* Input data
╔══
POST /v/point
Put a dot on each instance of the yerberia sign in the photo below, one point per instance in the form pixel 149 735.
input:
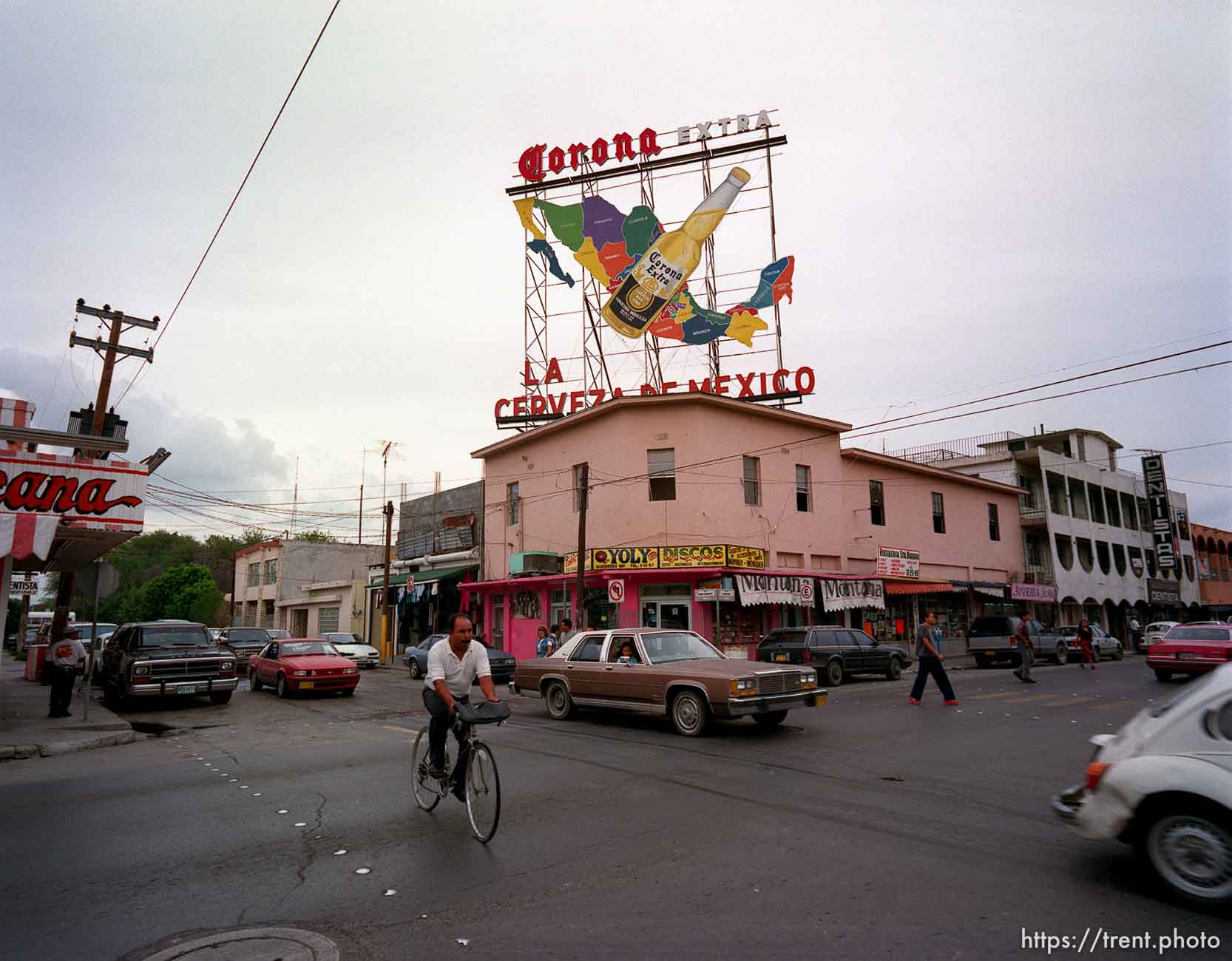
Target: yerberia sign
pixel 1161 513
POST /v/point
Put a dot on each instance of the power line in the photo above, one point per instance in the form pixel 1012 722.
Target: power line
pixel 232 205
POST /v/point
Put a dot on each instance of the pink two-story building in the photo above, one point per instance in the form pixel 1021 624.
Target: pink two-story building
pixel 731 517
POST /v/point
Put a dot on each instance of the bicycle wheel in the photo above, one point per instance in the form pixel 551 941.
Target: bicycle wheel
pixel 482 792
pixel 427 795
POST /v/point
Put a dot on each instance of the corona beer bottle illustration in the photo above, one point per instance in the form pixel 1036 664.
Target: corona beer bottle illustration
pixel 663 270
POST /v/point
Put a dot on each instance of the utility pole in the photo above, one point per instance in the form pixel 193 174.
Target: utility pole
pixel 581 589
pixel 386 619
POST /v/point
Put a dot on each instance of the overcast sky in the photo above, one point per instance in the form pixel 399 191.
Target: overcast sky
pixel 977 195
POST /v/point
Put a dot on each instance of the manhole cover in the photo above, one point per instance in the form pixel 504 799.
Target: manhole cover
pixel 253 944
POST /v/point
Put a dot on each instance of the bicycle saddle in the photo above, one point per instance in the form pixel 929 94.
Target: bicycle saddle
pixel 487 713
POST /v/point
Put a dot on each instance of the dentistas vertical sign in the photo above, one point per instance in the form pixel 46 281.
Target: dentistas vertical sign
pixel 1161 513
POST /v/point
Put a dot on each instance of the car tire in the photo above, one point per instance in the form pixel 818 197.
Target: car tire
pixel 1188 848
pixel 560 704
pixel 690 713
pixel 771 719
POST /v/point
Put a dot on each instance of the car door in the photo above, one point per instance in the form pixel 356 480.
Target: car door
pixel 584 669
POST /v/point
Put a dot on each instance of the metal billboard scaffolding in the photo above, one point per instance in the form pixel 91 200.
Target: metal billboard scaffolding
pixel 604 354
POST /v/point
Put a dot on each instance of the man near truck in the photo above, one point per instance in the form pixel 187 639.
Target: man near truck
pixel 1026 648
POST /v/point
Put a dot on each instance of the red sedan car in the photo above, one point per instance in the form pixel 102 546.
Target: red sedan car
pixel 1191 648
pixel 295 665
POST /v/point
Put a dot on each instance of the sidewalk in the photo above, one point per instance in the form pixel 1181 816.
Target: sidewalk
pixel 27 732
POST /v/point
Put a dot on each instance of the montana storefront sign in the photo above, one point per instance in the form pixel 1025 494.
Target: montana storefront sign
pixel 776 589
pixel 847 595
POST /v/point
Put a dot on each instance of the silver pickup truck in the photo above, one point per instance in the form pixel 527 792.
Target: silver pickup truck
pixel 993 639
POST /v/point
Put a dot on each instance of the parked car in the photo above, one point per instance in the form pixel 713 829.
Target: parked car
pixel 155 658
pixel 673 673
pixel 353 647
pixel 1156 630
pixel 836 652
pixel 299 665
pixel 416 658
pixel 1191 650
pixel 243 642
pixel 1163 784
pixel 993 637
pixel 1103 645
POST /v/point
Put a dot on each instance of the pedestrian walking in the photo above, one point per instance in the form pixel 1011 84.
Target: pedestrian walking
pixel 63 658
pixel 1026 650
pixel 929 663
pixel 1084 637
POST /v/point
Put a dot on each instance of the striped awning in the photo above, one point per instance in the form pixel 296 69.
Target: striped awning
pixel 919 587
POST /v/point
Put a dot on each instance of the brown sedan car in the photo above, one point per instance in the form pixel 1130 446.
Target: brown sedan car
pixel 675 673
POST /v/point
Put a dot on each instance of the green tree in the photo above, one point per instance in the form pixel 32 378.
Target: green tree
pixel 186 591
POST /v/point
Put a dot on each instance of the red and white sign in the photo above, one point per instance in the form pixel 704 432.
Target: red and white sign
pixel 802 380
pixel 41 491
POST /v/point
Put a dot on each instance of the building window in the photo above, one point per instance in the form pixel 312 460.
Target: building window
pixel 660 465
pixel 878 503
pixel 515 503
pixel 577 486
pixel 938 513
pixel 753 480
pixel 804 488
pixel 327 620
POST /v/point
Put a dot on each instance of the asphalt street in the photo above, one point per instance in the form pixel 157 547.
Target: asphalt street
pixel 863 828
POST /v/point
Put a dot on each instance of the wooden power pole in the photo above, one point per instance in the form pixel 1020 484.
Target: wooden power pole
pixel 386 619
pixel 581 589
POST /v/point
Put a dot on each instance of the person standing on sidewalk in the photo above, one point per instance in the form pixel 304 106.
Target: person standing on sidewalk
pixel 63 658
pixel 1084 637
pixel 929 663
pixel 1026 647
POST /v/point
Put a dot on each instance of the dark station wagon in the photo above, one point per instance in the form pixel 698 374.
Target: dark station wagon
pixel 836 652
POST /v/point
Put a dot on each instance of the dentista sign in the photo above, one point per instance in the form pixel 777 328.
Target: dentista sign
pixel 753 384
pixel 538 159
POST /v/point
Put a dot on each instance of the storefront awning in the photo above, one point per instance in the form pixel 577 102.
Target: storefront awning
pixel 919 587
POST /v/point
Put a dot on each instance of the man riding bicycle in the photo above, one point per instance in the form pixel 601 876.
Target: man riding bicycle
pixel 451 669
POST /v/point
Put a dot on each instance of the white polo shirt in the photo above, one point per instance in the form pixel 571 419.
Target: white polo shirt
pixel 457 674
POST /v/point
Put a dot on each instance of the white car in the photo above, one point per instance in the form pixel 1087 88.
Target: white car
pixel 1156 630
pixel 1165 785
pixel 353 647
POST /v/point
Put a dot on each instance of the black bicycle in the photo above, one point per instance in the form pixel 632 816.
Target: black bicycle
pixel 482 781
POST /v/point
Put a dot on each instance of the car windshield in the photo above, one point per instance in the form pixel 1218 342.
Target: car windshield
pixel 663 648
pixel 249 634
pixel 186 636
pixel 296 648
pixel 1199 634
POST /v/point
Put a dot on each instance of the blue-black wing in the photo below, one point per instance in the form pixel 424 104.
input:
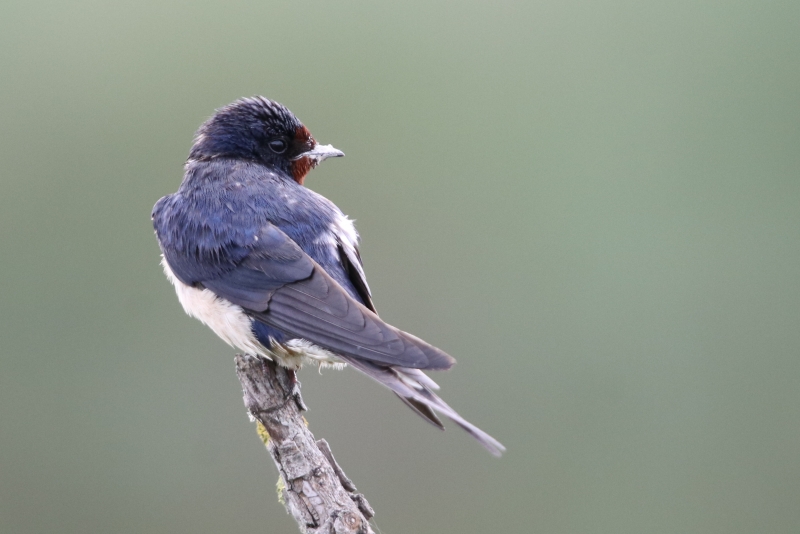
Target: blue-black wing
pixel 278 284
╚══
* Aim of the task
Please lay out every line above as a JSON list of strings, one string per line, with blank lines left out. Leave the pictures out of the answer.

* Result below
[
  "POST /v/point",
  "Put a dot on each instance of the yerberia sign in the photo below, one point per instance in the form pixel 149 735.",
  "input:",
  "Target: yerberia sign",
  "pixel 1161 513",
  "POST /v/point",
  "Put a dot on each instance of the power line in the photo above, one point per instance in the form pixel 1012 722.",
  "Target: power line",
  "pixel 232 205",
  "POST /v/point",
  "Put a dot on each instance of the pink two-story building in the photo above, one point per instance in the form pixel 1021 624.",
  "Target: pink two-story building",
  "pixel 731 517",
  "POST /v/point",
  "Put a dot on each instance of the bicycle wheel in the photo above, one point per instance in the form pixel 551 941.",
  "Target: bicycle wheel",
  "pixel 482 792",
  "pixel 427 795",
  "POST /v/point",
  "Put a dot on each instance of the corona beer bottle illustration in the photo above, one point per instance in the form pixel 1036 664.",
  "Target: corona beer bottle illustration",
  "pixel 663 270",
  "POST /v/point",
  "Put a dot on each instance of the utility pole in the photo above, one point per instance in the form pixel 193 174.",
  "Target: utility pole",
  "pixel 581 589",
  "pixel 386 619",
  "POST /v/point",
  "Put a dot on each instance of the overcast sky in the photo above, one point per instance in the form pixel 399 191.",
  "Target: overcast sky",
  "pixel 977 195",
  "POST /v/point",
  "Put a dot on each instance of the manhole cover in the photo above, one point per instance in the form pixel 504 799.",
  "Target: manhole cover",
  "pixel 253 944",
  "POST /v/point",
  "Put a dot on each instance of the bicycle saddle in the photo above, one point per instance in the form pixel 929 94.",
  "Target: bicycle saddle",
  "pixel 487 713",
  "POST /v/point",
  "Put a dot on each instance of the dentistas vertical sign in the photo above, one point per instance in the form pixel 46 281.",
  "Target: dentistas vertical sign",
  "pixel 1161 513",
  "POST /v/point",
  "Put a dot on each instance of the car tire in the photo above, one point per instance in the form pixel 818 197.",
  "Target: car tire",
  "pixel 1188 848",
  "pixel 560 704",
  "pixel 690 713",
  "pixel 771 719",
  "POST /v/point",
  "Put a dot on each instance of the car door in the photo above, one point per instance in the form pixel 356 480.",
  "Target: car door",
  "pixel 584 669",
  "POST /v/point",
  "Put a dot on each instance of the metal billboard scaffolding in the photo above, one point per instance in the form pixel 91 200.",
  "Target: metal billboard scaffolding",
  "pixel 604 354",
  "POST /v/point",
  "Put a dot on each instance of the man near truck in the photo above, one point per instance in the form pixel 187 639.",
  "Target: man near truck",
  "pixel 1026 648",
  "POST /v/point",
  "Put a dot on each instance of the red sedan car in the photo above, one point per instance in the form pixel 102 546.",
  "Target: red sedan car",
  "pixel 1191 648",
  "pixel 295 665",
  "POST /v/point",
  "Put a dot on each instance of the sidewalk in the photo above, one point per instance in the form pixel 1181 816.",
  "Target: sidewalk",
  "pixel 27 732",
  "POST /v/point",
  "Put a dot on each instance of the montana storefront sign in the photo above, one point per instance in the form pixel 1025 494.",
  "Target: montana storefront sign",
  "pixel 776 589",
  "pixel 847 595",
  "POST /v/point",
  "Put a dot on each instance of the silver pickup truck in the photo above, one point per instance in the form pixel 527 792.",
  "Target: silver pickup truck",
  "pixel 993 639",
  "POST /v/point",
  "Put a dot on each instance of the parked car in the photo above, one point per instance in the form pixel 713 829.",
  "Target: parked car",
  "pixel 155 658",
  "pixel 673 673",
  "pixel 353 647",
  "pixel 1156 630",
  "pixel 836 652",
  "pixel 299 665",
  "pixel 416 658",
  "pixel 1191 650",
  "pixel 243 642",
  "pixel 1163 784",
  "pixel 993 637",
  "pixel 1103 645",
  "POST /v/point",
  "Put a dot on each instance of the pedestrian walking in the photo above, one point per instance in the form pixel 1011 84.",
  "Target: pedestrian walking",
  "pixel 63 658",
  "pixel 1026 650",
  "pixel 929 663",
  "pixel 1084 637",
  "POST /v/point",
  "Put a dot on each instance of the striped awning in the photo above, one point per instance in the form pixel 296 69.",
  "Target: striped awning",
  "pixel 919 587",
  "POST /v/point",
  "Put a dot on each instance of the brown sedan car in the photo above, one point per instance in the form pixel 1130 446.",
  "Target: brown sedan car",
  "pixel 675 673",
  "POST /v/point",
  "Put a dot on each instance of the green tree in the photo above, one point per instance in the form pixel 32 378.",
  "Target: green tree",
  "pixel 186 591",
  "POST /v/point",
  "Put a dot on each instance of the red and white sign in the photo above, one point per instance in the form pixel 704 432.",
  "Target: red and white sign",
  "pixel 802 380",
  "pixel 41 491",
  "POST /v/point",
  "Put a dot on each instance of the building window in the photo above, one point per instance in the form pixel 312 460.",
  "Target: building window",
  "pixel 660 465",
  "pixel 878 503",
  "pixel 515 503",
  "pixel 577 486",
  "pixel 938 513",
  "pixel 753 480",
  "pixel 804 488",
  "pixel 327 620",
  "POST /v/point",
  "Put a dot on each instance of the asphalt street in the photo above, one point per instance in the form pixel 157 547.",
  "Target: asphalt street",
  "pixel 863 828",
  "POST /v/point",
  "Put a dot on each instance of the wooden power pole in the photo above, one point per instance in the form pixel 1020 484.",
  "Target: wooden power pole",
  "pixel 386 619",
  "pixel 581 589",
  "POST /v/point",
  "Put a dot on each instance of the person standing on sidewalk in the photo above, one point per instance in the form pixel 304 106.",
  "Target: person standing on sidewalk",
  "pixel 63 658",
  "pixel 1084 637",
  "pixel 929 663",
  "pixel 1026 647",
  "POST /v/point",
  "Put a dot on each instance of the dark station wagon in the photo above, one point per instance in the form pixel 698 374.",
  "Target: dark station wagon",
  "pixel 836 652",
  "POST /v/point",
  "Put a dot on each instance of the dentista sign in the photo above, one point per instance in the form pixel 777 328.",
  "Target: dentista sign",
  "pixel 753 384",
  "pixel 538 159",
  "POST /v/point",
  "Put a dot on each instance of the storefront awning in the photo above, one point per instance in the form pixel 577 102.",
  "Target: storefront awning",
  "pixel 919 587",
  "POST /v/point",
  "Put a dot on each instance of the man riding bicycle in the photo above, one point per instance in the form pixel 601 876.",
  "Target: man riding bicycle",
  "pixel 451 669",
  "POST /v/point",
  "Put a dot on each instance of the white polo shirt in the photo above, one point per instance in the form pixel 571 419.",
  "Target: white polo shirt",
  "pixel 457 674",
  "POST /v/point",
  "Put a dot on each instance of the white car in the photo above, one point per instance in the form pixel 1087 88.",
  "Target: white car",
  "pixel 1156 630",
  "pixel 1165 785",
  "pixel 353 647",
  "POST /v/point",
  "Put a dot on each instance of the black bicycle in the photo above, one point per instance in the form pixel 632 816.",
  "Target: black bicycle",
  "pixel 482 781",
  "POST /v/point",
  "Put a dot on each instance of the car windshield in the photo above, one point per instance in the form pixel 1218 342.",
  "Target: car windshield",
  "pixel 663 648",
  "pixel 249 634",
  "pixel 186 636",
  "pixel 296 648",
  "pixel 1199 634",
  "POST /v/point",
  "Put a dot on each instance of the blue-black wing in the photo below, one point per instance in the form pixel 424 104.",
  "input:",
  "Target: blue-black wing",
  "pixel 278 284"
]